● Extract provided:
Re: [PATCH][AArch64][1/3] Expand signed mod by power of 2 using CSNEG

Kyrill Tkachov Tue, 01 Sep 2015 01:37:26 -0700

Ping.

Thanks,
Kyrill


On 20/08/15 09:24, Kyrill Tkachov wrote:

Ping.
https://gcc.gnu.org/ml/gcc-patches/2015-08/msg00710.html

Thanks,
Kyrill

On 03/08/15 14:01, James Greenhalgh wrote:

On Fri, Jul 24, 2015 at 11:55:33AM +0100, Kyrill Tkachov wrote:

Hi all,

This patch implements an aarch64-specific expansion of the signed modulo

by a power of 2.

The proposed sequence makes use of the conditional negate instruction

CSNEG.

For a power of N, x % N can be calculated with:
negs   x1, x0
and    x0, x0, #(N - 1)
and    x1, x1, #(N - 1)
csneg  x0, x0, x1, mi

So, for N == 256 this would be:
negs   x1, x0
and    x0, x0, #255
and    x1, x1, #255
csneg  x0, x0, x1, mi

For comparison, the existing sequence emitted by expand_smod_pow2 in

expmed.c is:

asr     x1, x0, 63
lsr     x1, x1, 56
add     x0, x0, x1
and     x0, x0, 255
sub     x0, x0, x1

Note that the CSNEG sequence is one instruction shorter and that the two

and operations

are independent, compared to the existing sequence where all instructions

are dependent

on the preceeding instructions.

For the special case of N == 2 we can do even better:
cmp     x0, xzr
and     x0, x0, 1
csneg   x0, x0, x0, ge

I first tried implementing this in the generic code in expmed.c but that

didn't work

out for a few reasons:

* This relies on having a conditional-negate instruction. We could gate

it on

HAVE_conditional_move and the combiner is capable of merging the final

negate into

the conditional move if a conditional negate is available (like on

aarch64) but on

targets without a conditional negate this would end up emitting a

separate negate.

* The first negs has to be a negs for the sequence to be a win i.e.

having a separate

negate and compare makes the sequence slower than the existing one (at

least in my

microbenchmarking) and I couldn't get subsequent passes to combine the

negate and combine

into the negs (presumably due to the use of the negated result in one of

the ands).

● The problem: Carry the message about the AArch64 CSNEG modulo patch forward from its last sentence. You will not need the listing that comes next.

● Records:

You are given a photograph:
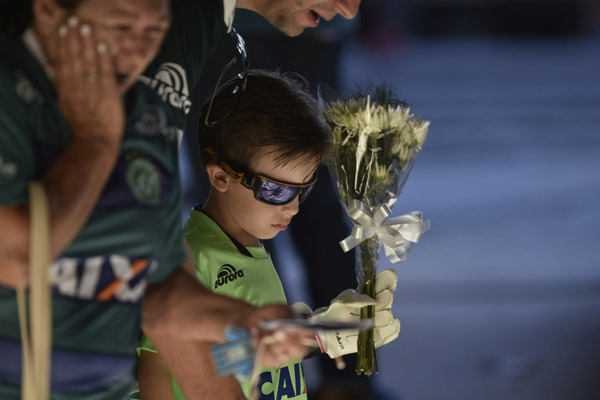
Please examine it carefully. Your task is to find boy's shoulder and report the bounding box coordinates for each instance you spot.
[183,209,233,254]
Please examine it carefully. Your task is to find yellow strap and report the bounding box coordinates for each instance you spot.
[17,182,52,400]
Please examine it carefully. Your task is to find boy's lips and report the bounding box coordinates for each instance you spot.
[310,10,321,28]
[271,221,291,231]
[116,73,130,87]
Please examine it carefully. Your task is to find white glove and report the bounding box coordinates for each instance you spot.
[305,269,400,358]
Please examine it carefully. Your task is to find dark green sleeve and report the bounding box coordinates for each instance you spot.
[0,63,35,205]
[141,0,227,129]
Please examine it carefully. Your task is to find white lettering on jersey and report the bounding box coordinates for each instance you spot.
[50,254,158,303]
[139,63,192,114]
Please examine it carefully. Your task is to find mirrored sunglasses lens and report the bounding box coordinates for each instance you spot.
[258,181,299,204]
[302,183,315,201]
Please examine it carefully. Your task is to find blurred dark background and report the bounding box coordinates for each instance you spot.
[180,0,600,400]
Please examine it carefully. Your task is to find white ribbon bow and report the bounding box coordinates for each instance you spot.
[340,198,431,264]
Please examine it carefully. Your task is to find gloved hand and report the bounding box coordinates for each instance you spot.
[311,269,400,358]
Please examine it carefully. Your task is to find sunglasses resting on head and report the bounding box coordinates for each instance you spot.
[202,147,317,206]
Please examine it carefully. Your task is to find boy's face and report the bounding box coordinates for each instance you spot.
[224,154,319,246]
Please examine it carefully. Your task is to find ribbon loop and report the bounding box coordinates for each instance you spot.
[340,198,431,264]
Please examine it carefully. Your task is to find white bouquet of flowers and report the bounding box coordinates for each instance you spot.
[319,84,429,376]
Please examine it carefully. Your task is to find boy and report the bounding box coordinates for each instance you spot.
[138,71,399,400]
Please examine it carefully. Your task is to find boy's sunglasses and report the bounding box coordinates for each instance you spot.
[202,147,317,206]
[204,28,248,127]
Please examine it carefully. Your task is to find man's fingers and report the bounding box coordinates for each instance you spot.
[375,289,394,311]
[373,310,394,329]
[62,16,85,82]
[79,24,99,87]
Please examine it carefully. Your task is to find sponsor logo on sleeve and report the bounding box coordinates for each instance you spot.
[215,264,244,289]
[139,63,192,114]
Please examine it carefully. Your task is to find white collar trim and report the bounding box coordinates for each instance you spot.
[223,0,237,32]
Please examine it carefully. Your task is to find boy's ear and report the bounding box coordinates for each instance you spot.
[205,162,230,192]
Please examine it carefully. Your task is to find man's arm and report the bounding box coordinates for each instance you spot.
[138,350,174,400]
[0,21,124,287]
[138,342,246,400]
[142,267,313,398]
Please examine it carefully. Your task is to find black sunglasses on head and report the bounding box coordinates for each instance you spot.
[202,147,317,206]
[204,28,248,127]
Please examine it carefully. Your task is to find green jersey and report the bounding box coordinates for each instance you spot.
[140,210,307,400]
[0,32,185,400]
[139,0,230,129]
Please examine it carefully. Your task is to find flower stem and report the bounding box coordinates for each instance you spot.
[356,238,379,376]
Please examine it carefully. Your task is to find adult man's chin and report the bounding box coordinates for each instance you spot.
[272,10,321,37]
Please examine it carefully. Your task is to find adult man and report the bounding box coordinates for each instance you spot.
[0,0,304,400]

● Result for this exercise:
Doing it in the aarch64 backend where I could just call the exact gen_*

functions that

I need worked much more cleanly.

The costing logic is updated to reflect this sequence during the

intialisation of

expmed.c where it calculates the smod_pow2_cheap metric.

The tests will come in patch 3 of the series which are partly shared with

the equivalent

arm implementation.

Bootstrapped and tested on aarch64.
Ok for trunk?

diff --git a/gcc/config/aarch64/aarch64.c b/gcc/config/aarch64/aarch64.c
index 9d88a60..7bb4a55 100644
--- a/gcc/config/aarch64/aarch64.c
+++ b/gcc/config/aarch64/aarch64.c
@@ -6639,8 +6639,26 @@ cost_plus:
          if (VECTOR_MODE_P (mode))
            *cost += extra_cost->vect.alu;
          else if (GET_MODE_CLASS (mode) == MODE_INT)
-           *cost += (extra_cost->mult[mode == DImode].add
-                     + extra_cost->mult[mode == DImode].idiv);
+           {
+             /* We can expand signed mod by power of 2 using a
+                NEGS, two parallel ANDs and a CSNEG.  Assume here
+                that CSNEG is COSTS_N_INSNS (1).  This case should
+                only ever be reached through the set_smod_pow2_cheap check
+                in expmed.c.  */
+             if (code == MOD
+                 && CONST_INT_P (XEXP (x, 1))
+                 && exact_log2 (INTVAL (XEXP (x, 1))) > 0
+                 && (mode == SImode || mode == DImode))
+               {
+                 *cost += COSTS_N_INSNS (3)
+                          + 2 * extra_cost->alu.logical
+                          + extra_cost->alu.arith;
+                 return true;
+               }
+
+             *cost += (extra_cost->mult[mode == DImode].add
+                       + extra_cost->mult[mode == DImode].idiv);
+           }
          else if (mode == DFmode)
            *cost += (extra_cost->fp[1].mult
                      + extra_cost->fp[1].div);

This looks like it calculates the wrong cost for !speed. I think we will
still expand through mod<mode>3 when compiling for size, so we probably
still want to cost the multiple instructions.

Have I misunderstood?

You're right, the logic needs a bit of wiggling to do the right
thing. I've moved this case into a separate MOD case and added
a gate on speed for the extra costs addition.

Ok?

Thanks,
Kyrill

2015-08-13  Kyrylo Tkachov  <kyrylo.tkac...@arm.com>

      * config/aarch64/aarch64.md (mod<mode>3): New define_expand.
      (*neg<mode>2_compare0): Rename to...
      (neg<mode>2_compare0): ... This.
      * config/aarch64/aarch64.c (aarch64_rtx_costs, MOD case):
      Move check for speed inside the if-then-elses.  Reflect
      CSNEG sequence in MOD by power of 2 case.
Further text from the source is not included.